▶ COMPLETE THE FOLLOWING:
a - In the essay below about deciding whether to have children, what religion does the writer say they were raised in?
b - Rewrite the paragraph of the essay below that begins "I think the reason 'selfish' keeps echoing" as a brief bulleted list that keeps its main facts.

▶ SOURCE DOCUMENT:
▬▬▬▬▬▬▬▬▬▬

But does that make me selfish? I wondered. Followed by: is being selfish even a bad thing in this scenario? As a society we aren’t doing much about climate change, a thing we’ve known about for decades, and the natural disasters are getting worse and more frequent by the year. Fascism is having its cyclical rise in this country and others, which is already killing people and threatening to kill many more. Bringing a child into the world is an act of hope, and while I have a grim, spite-filled optimism that things will eventually get better, I don’t know if I’m willing to stake another person’s whole life on it. Phrased this way, my stance doesn’t feel selfish to me.
I think the reason “selfish” keeps echoing in my mind around the prospect of not having babies is because of the small, gleeful thoughts I’ve had imagining about what the rest of my 30s and 40s could be like without babies. No multi-year interruption of my sleep cycle. No need to give up a room in our house that we could use as a home office. No stressful searches for reliable, affordable childcare. Travel will be easier! My career won’t be interrupted! I’ll have so much more disposable income! And I feel guilty for having these gleeful thoughts. I was raised Catholic, I’m a woman in the US, we are supposed to welcome suffering and trials. We are supposed to derive meaning from the suffering and trials. The suffering and trials are what make us who we are, or something. And who is a woman without a baby?

▬▬▬▬▬▬▬▬▬▬

▶ DATA LISTING:
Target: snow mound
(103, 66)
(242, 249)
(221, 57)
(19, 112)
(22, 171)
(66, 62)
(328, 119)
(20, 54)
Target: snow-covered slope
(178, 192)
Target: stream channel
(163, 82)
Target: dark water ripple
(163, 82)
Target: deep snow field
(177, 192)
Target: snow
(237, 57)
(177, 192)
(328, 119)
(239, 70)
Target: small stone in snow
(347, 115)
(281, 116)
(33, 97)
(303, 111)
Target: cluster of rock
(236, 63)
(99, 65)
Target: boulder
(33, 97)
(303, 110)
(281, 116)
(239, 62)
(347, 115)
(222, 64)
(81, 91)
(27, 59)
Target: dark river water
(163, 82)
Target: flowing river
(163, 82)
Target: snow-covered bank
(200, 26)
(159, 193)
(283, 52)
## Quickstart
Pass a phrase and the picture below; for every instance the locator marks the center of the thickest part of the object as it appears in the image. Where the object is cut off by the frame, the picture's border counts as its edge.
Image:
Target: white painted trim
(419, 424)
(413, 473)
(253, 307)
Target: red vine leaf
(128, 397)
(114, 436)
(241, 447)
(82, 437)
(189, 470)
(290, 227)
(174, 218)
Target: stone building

▬▬▬▬▬▬▬▬▬▬

▶ SOLUTIONS IN ORDER:
a - Catholic.

b -
- The word "selfish" keeps coming to mind because of the writer's gleeful thoughts about their 30s and 40s without babies.
- Those imagined benefits include:
  - no multi-year disruption of sleep
  - keeping a room free for a home office
  - no stressful searches for reliable, affordable childcare
  - easier travel
  - an uninterrupted career
  - more disposable income
- The writer feels guilty about these thoughts.
- Being raised Catholic and being a woman in the US, the writer feels expected to welcome suffering and trials and find meaning in them.
- The paragraph ends by asking who a woman is without a baby.